§ SELECTED EXCERPT:
Start

By Onu Okorie
A trade policy expert has raised the alarm over what he describes as a decades-long illegal practice by foreign shipping companies operating in Nigeria, warning that the Federal Government may have lost over $375 million in unpaid duties and taxes from the unlawful sale of empty shipping containers — money that experts say could have funded critical public infrastructure.
Mr. Okey Ibeke, Principal Consultant at International Trade Advisory Services and Editor-in-Chief of Business and Maritime West Africa, made the disclosure on Monday before the Shipping Correspondents Association of Nigeria, using the recent actions of Grimaldi Agency Nigeria as a flashpoint to expose what he called a systemic violation spanning three decades.

End

§ GIVEN TASK 1:
Answer these questions about the article on empty shipping containers, using only what it states:
(a) How much in unpaid duties and taxes may the Federal Government have lost?
(b) On what day of the week did Okey Ibeke make his disclosure?
(c) Whose recent actions did he use as a flashpoint?
§ GIVEN TASK 2:
Please update the passage of the article on empty shipping containers that opens with the words "By Onu Okorie" and closes with "critical public infrastructure.", changing "Federal Government" to "national government".

§ EXTRACTED RECORDS:
Start

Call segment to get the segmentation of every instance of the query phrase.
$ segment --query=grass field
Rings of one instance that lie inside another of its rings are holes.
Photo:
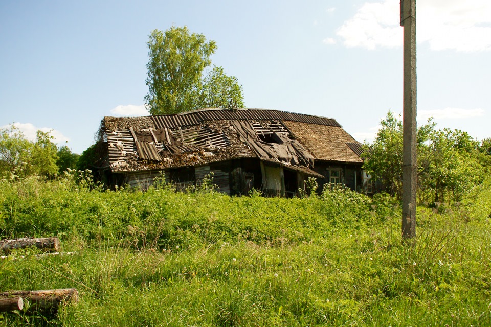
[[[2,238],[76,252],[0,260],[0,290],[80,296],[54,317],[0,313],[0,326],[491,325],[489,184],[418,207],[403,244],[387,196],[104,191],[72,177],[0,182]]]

End
Start

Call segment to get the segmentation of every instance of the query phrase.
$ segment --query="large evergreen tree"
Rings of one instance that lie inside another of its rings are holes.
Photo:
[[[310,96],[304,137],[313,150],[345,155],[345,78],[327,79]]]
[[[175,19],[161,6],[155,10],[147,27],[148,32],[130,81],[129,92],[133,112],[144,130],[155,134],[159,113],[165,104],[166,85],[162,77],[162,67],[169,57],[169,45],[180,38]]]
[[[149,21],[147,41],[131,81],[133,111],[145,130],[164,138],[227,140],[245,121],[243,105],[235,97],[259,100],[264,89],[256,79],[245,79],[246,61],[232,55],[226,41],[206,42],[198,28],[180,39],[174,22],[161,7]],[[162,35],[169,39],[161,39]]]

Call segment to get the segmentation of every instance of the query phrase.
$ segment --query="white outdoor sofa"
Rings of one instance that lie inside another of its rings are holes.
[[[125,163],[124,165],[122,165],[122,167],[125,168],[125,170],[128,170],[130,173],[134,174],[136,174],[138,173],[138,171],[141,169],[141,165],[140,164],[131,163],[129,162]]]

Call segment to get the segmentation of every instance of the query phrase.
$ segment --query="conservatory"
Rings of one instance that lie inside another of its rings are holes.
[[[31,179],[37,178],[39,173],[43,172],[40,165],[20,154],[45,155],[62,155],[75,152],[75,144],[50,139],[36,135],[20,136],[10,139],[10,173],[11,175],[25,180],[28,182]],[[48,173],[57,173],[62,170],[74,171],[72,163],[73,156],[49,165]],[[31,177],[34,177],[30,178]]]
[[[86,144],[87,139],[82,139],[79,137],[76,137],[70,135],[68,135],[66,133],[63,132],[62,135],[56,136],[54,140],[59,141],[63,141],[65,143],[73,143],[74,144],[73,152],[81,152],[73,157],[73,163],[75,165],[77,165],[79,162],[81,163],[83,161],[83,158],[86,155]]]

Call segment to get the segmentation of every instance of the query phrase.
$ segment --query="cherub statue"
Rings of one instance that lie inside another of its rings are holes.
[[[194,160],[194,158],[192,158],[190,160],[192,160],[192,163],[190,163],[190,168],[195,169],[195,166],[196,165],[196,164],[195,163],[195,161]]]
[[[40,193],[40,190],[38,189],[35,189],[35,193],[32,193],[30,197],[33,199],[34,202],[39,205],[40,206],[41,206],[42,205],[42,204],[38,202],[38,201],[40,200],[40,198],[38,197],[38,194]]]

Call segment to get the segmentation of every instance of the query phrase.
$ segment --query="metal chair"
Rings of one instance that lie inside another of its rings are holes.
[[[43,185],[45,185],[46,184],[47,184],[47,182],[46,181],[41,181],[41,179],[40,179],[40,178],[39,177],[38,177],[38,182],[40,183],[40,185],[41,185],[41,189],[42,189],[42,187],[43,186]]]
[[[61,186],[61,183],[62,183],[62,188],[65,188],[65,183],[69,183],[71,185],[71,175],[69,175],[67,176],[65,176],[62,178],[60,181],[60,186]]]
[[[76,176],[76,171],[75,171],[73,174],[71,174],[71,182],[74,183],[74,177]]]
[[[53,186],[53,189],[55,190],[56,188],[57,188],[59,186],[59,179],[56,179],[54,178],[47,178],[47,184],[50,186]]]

End

§ WRITTEN RESPONSE 1:
(a) Over $375 million.
(b) Monday.
(c) Grimaldi Agency Nigeria's.

§ WRITTEN RESPONSE 2:
By Onu Okorie
A trade policy expert has raised the alarm over what he describes as a decades-long illegal practice by foreign shipping companies operating in Nigeria, warning that the national government may have lost over $375 million in unpaid duties and taxes from the unlawful sale of empty shipping containers — money that experts say could have funded critical public infrastructure.